MATERIAL SHOWN
=-=-=

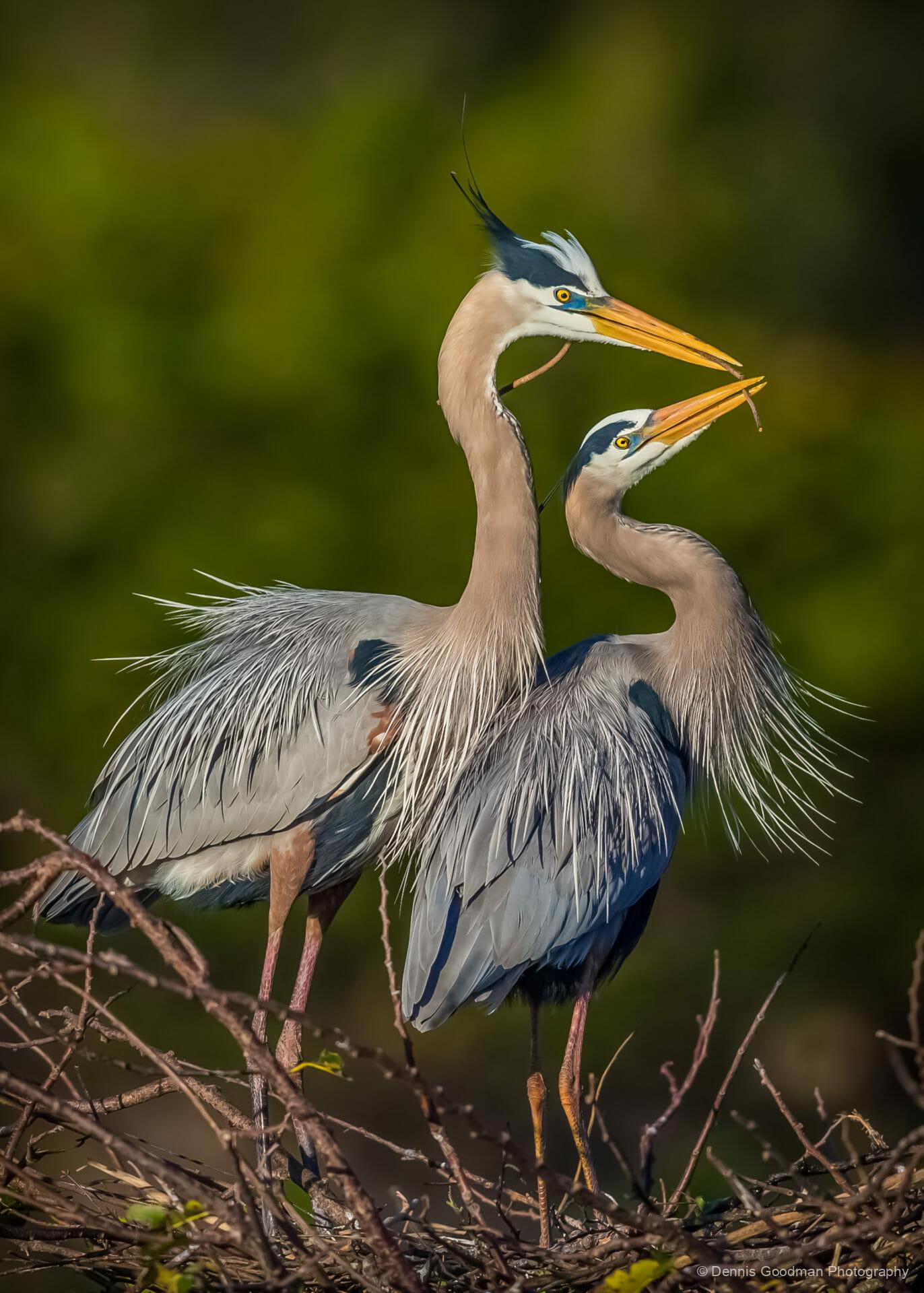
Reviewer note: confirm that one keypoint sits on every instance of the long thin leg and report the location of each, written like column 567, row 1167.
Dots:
column 288, row 864
column 259, row 1094
column 535, row 1093
column 322, row 910
column 569, row 1079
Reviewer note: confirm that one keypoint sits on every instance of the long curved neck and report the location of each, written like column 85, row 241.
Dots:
column 739, row 711
column 461, row 666
column 502, row 597
column 708, row 599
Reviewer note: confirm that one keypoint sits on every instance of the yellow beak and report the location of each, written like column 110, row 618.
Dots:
column 676, row 422
column 624, row 323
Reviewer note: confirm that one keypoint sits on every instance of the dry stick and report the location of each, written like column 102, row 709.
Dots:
column 208, row 996
column 811, row 1150
column 56, row 1069
column 158, row 1058
column 914, row 1007
column 678, row 1093
column 178, row 1177
column 723, row 1090
column 906, row 1082
column 194, row 986
column 537, row 372
column 255, row 1051
column 424, row 1094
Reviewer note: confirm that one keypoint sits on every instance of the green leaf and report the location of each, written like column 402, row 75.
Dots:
column 329, row 1062
column 147, row 1214
column 172, row 1282
column 637, row 1277
column 300, row 1200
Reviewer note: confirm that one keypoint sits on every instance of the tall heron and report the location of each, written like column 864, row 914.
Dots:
column 261, row 772
column 548, row 860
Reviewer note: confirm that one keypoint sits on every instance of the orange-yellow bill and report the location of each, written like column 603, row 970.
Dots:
column 626, row 323
column 679, row 420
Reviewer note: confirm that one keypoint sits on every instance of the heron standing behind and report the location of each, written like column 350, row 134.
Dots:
column 260, row 772
column 548, row 861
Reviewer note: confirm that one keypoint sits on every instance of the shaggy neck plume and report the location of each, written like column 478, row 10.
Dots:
column 739, row 711
column 481, row 653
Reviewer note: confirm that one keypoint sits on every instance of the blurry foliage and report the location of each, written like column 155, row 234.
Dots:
column 228, row 251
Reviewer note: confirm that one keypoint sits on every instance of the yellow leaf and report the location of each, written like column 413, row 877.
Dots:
column 329, row 1062
column 637, row 1277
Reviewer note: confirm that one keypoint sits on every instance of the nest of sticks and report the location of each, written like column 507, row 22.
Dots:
column 132, row 1216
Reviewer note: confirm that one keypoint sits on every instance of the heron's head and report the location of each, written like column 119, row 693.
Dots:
column 621, row 449
column 561, row 295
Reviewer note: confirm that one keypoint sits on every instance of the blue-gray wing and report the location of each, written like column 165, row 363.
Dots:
column 260, row 722
column 556, row 833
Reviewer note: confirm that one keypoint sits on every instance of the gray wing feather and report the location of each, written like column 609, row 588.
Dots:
column 554, row 834
column 259, row 722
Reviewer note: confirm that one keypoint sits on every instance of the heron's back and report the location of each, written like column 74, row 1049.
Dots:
column 263, row 719
column 554, row 846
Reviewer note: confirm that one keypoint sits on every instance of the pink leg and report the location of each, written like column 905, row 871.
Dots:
column 535, row 1094
column 569, row 1079
column 323, row 908
column 259, row 1096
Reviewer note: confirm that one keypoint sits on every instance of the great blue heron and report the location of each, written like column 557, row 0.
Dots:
column 259, row 774
column 552, row 847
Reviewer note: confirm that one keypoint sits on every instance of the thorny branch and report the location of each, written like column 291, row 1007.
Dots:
column 136, row 1216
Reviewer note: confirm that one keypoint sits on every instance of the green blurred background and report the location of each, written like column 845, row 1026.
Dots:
column 229, row 247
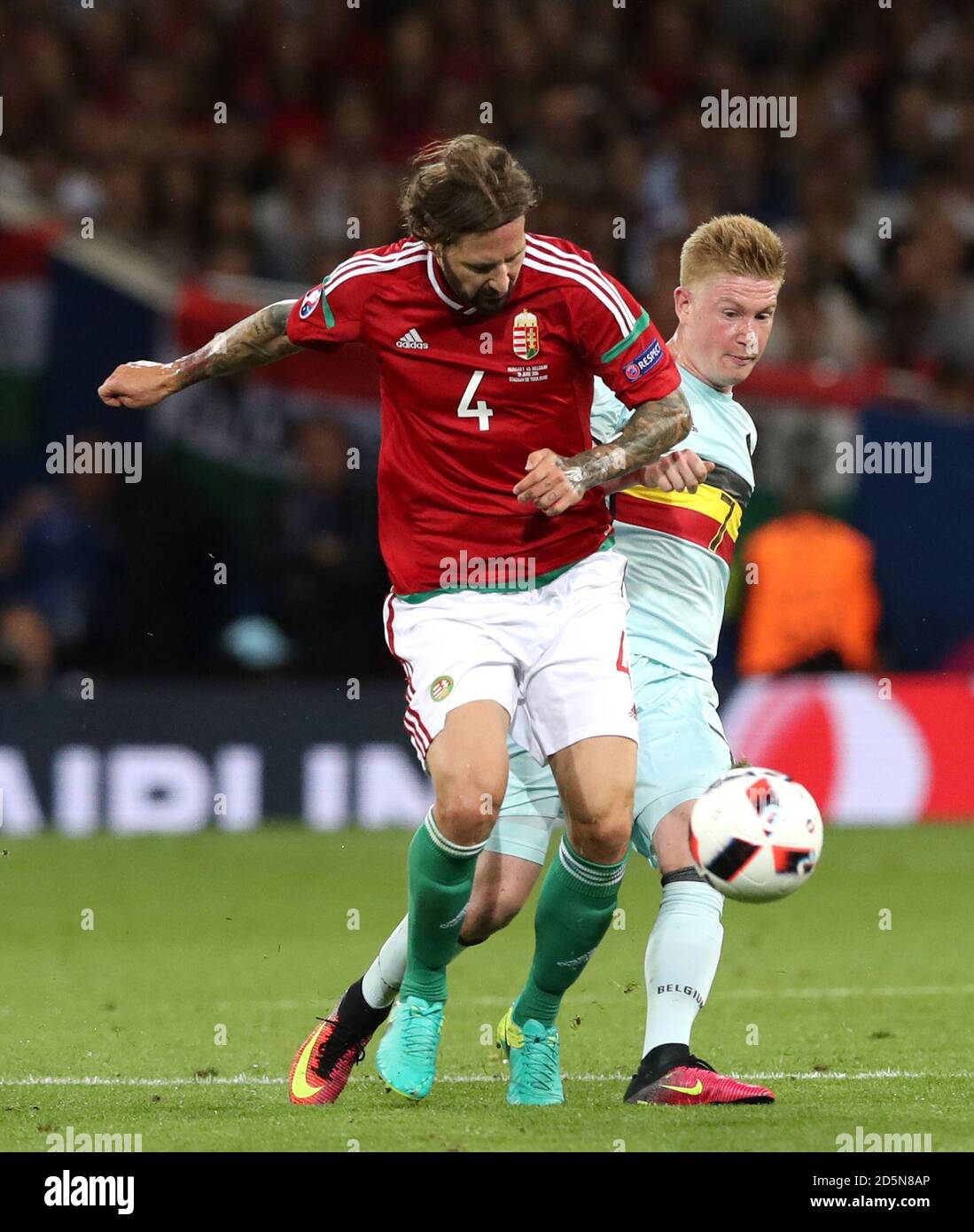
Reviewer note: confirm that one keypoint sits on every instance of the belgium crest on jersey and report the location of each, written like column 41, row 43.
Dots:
column 526, row 335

=-=-=

ABOUT THIS EXERCISE
Search the entries above for "leaf". Show every line that has it.

SOLUTION FOR THIS EXERCISE
Reviewer note: confirm that one keypoint sits on every instance of the green leaf and report the location of each, written like column 402, row 75.
Reviewer note: confirm that one keypoint sits on every instance of the yellow leaf and report the location of each, written like column 413, row 877.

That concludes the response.